The data ▸
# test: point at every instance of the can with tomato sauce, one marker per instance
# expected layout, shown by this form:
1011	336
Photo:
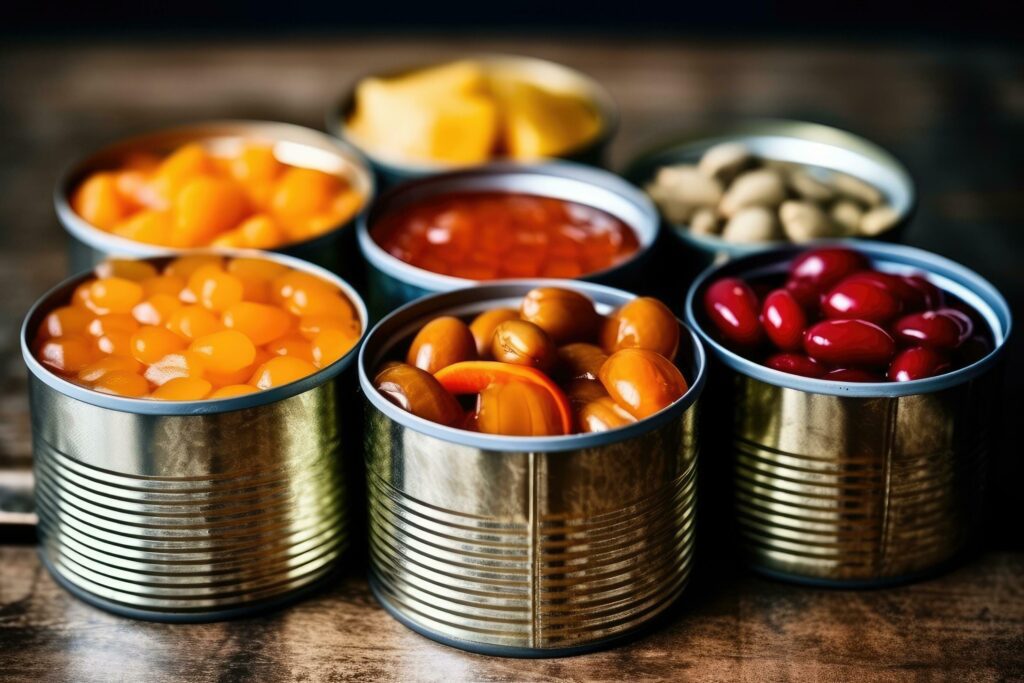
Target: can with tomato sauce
526	546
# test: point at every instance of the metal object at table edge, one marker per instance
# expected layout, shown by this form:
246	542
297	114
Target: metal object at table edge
190	511
527	546
779	139
858	484
592	152
392	282
294	144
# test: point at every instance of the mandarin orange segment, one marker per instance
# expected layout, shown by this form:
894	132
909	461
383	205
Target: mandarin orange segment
151	344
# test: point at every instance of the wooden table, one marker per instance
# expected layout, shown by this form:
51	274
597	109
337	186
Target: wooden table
954	115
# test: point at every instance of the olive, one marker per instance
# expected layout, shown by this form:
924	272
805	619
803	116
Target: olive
603	414
564	314
517	409
417	391
642	382
643	323
522	343
581	360
483	326
439	343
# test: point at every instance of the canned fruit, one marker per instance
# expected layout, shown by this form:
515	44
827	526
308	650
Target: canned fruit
836	317
196	323
733	308
733	194
643	323
494	235
528	383
466	113
195	199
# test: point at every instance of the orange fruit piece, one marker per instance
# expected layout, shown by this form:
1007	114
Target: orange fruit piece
115	295
215	289
225	351
194	322
260	323
183	388
172	366
280	371
122	383
151	344
99	203
232	390
204	208
110	364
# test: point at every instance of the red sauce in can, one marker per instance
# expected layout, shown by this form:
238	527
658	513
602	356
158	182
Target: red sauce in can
496	236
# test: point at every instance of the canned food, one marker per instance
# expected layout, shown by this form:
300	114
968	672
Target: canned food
526	546
539	72
335	249
856	482
193	510
821	147
392	282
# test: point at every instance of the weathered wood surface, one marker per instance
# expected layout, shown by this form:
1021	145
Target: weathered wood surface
954	115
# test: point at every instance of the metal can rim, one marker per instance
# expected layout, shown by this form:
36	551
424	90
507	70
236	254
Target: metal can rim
603	101
206	407
800	130
109	243
445	301
647	232
994	308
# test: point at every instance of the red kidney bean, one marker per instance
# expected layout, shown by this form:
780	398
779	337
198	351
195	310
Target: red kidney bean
855	297
852	375
918	363
796	364
935	329
783	319
849	343
962	319
732	306
827	265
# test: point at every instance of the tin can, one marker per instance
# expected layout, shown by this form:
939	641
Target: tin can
392	283
526	546
796	141
190	511
856	484
335	250
540	72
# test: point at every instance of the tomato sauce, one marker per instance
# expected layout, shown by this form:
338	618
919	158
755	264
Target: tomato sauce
495	236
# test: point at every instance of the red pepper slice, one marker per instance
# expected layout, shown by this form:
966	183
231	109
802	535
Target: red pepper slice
474	376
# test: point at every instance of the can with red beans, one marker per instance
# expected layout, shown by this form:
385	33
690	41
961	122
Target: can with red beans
854	482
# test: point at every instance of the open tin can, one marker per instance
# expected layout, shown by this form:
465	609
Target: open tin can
526	546
392	283
538	72
190	511
335	250
856	484
807	143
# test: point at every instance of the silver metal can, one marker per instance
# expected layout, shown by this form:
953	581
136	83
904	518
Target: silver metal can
391	282
190	511
335	250
526	546
794	141
540	72
850	483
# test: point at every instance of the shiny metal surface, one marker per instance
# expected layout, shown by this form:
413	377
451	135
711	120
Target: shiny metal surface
190	510
541	72
393	283
526	546
798	141
335	250
858	483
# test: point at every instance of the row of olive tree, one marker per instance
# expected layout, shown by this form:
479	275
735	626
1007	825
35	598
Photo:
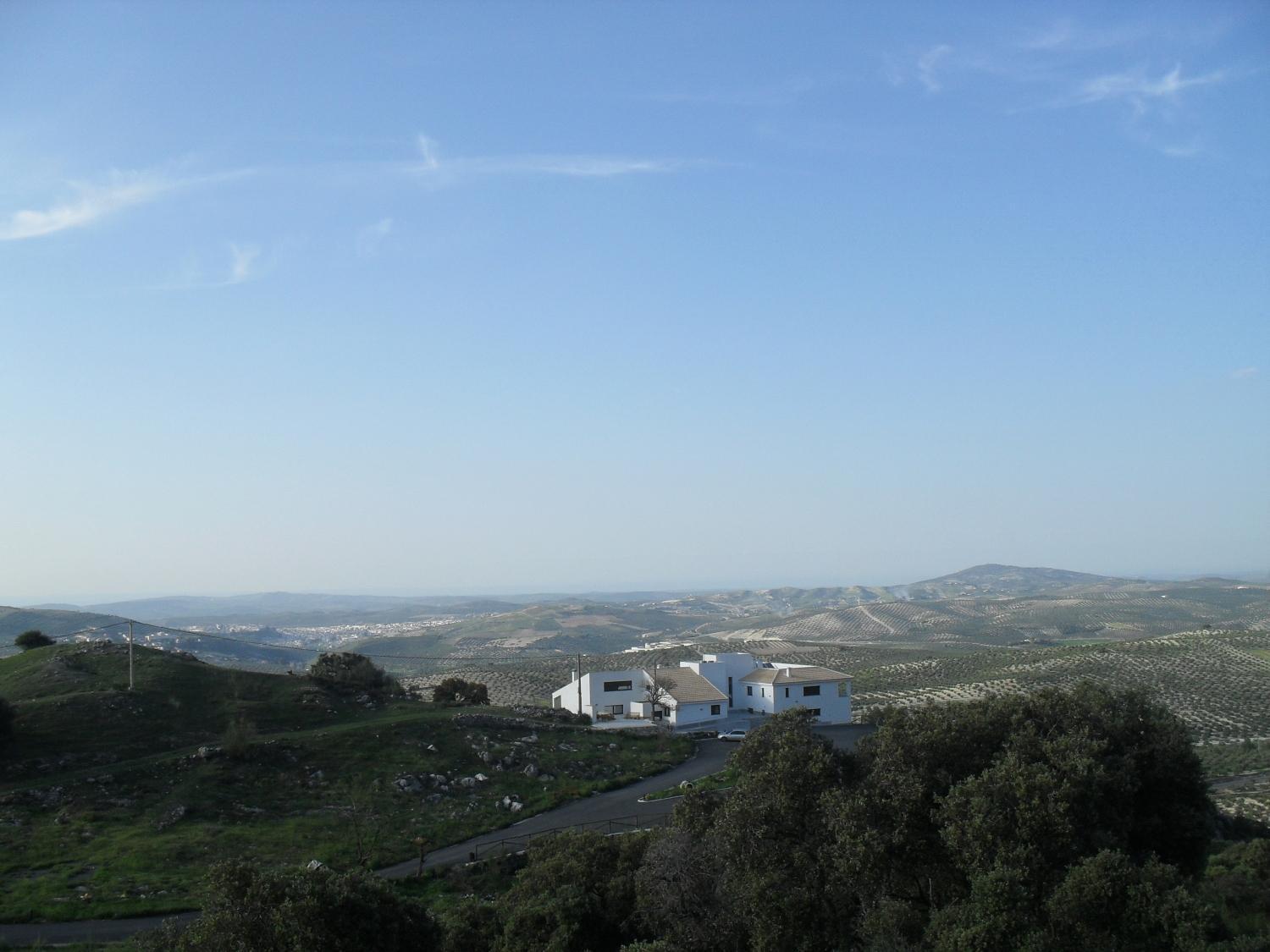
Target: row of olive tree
1052	822
1044	823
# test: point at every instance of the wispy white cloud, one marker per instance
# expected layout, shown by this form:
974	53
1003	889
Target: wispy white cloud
1137	88
772	94
370	238
243	261
89	203
246	261
578	165
929	65
1183	150
428	152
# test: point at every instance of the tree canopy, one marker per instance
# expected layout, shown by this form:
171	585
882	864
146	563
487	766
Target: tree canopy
32	639
456	691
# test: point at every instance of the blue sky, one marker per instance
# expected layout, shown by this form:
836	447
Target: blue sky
479	297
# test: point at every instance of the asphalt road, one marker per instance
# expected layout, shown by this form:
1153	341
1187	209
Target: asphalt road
611	812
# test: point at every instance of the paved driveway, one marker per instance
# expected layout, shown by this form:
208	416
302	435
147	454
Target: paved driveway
617	809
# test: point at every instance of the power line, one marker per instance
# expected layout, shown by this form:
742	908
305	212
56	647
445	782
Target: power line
187	632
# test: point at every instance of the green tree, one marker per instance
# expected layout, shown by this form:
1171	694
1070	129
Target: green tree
456	691
299	911
756	862
577	893
1109	901
32	639
350	672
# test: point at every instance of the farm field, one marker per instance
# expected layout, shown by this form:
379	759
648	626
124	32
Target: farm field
1104	616
1214	680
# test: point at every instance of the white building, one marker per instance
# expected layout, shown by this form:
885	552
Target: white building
698	692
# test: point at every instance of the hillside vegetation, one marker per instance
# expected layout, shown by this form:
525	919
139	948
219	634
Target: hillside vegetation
114	802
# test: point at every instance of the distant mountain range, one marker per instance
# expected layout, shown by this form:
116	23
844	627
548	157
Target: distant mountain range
997	603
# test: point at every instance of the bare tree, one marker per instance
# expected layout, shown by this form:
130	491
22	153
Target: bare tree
657	693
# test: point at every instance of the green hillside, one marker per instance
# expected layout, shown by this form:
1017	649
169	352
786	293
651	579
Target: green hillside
108	806
52	622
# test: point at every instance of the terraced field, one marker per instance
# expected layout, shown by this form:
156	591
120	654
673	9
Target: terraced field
531	680
1113	616
1217	682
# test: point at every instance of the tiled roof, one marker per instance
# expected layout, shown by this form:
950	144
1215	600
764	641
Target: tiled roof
794	675
687	687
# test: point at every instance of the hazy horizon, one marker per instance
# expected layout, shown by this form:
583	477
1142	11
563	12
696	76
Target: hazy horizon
99	599
472	299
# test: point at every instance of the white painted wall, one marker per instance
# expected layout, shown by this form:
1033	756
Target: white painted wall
757	697
685	715
767	698
719	668
594	698
835	707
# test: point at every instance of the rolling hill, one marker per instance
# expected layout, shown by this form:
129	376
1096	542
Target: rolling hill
113	802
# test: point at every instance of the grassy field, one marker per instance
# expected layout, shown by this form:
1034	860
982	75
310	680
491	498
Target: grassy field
723	779
107	807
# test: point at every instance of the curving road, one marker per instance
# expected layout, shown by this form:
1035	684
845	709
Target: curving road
614	810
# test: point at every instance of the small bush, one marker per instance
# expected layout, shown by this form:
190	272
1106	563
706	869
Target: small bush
7	718
456	691
284	911
32	639
239	738
350	672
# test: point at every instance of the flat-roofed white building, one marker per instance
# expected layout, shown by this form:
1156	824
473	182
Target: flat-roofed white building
709	690
823	691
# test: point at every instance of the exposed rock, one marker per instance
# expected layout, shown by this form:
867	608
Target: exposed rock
408	784
170	817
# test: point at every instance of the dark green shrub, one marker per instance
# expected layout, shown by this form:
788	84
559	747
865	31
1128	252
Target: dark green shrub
32	639
350	672
456	691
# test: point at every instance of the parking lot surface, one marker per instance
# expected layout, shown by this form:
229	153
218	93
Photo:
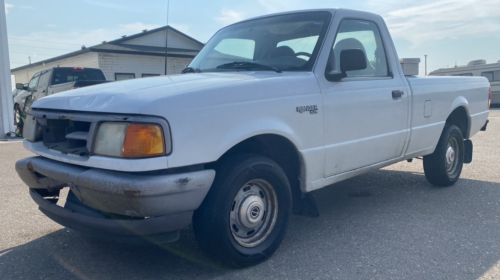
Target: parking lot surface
386	224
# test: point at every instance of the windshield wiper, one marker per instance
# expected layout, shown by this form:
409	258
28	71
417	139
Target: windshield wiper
247	65
190	70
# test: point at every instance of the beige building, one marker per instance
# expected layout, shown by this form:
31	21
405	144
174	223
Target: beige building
136	56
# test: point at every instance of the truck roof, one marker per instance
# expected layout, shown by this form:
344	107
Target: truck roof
331	10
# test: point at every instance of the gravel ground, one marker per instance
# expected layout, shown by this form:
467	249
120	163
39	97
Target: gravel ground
386	224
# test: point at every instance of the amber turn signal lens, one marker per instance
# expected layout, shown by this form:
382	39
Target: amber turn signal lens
143	140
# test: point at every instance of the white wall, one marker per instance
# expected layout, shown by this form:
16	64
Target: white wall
139	64
6	106
89	59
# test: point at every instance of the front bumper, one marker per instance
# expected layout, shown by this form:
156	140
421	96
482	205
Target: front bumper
150	203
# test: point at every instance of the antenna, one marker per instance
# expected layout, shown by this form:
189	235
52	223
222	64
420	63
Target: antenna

Short exercise ▸ Repeat word for word the lines above, from the line with "# test: point at every instance of the white wall, one" up to and including the last line of the rows.

Task answer ▸
# test: point at every instance of the white wall, one marker per instance
# expected layout, shown by this form:
16	64
Target: white wall
139	64
6	106
89	59
# test: point at every instance of the front bumper, one marker per instance
# expected layout, shown by this form:
156	140
421	96
482	205
Target: front bumper
150	203
# test: point at every instance of the antenna, one marker per instance
# expected layout, shown by this form:
189	235
52	223
222	64
420	63
Target: antenna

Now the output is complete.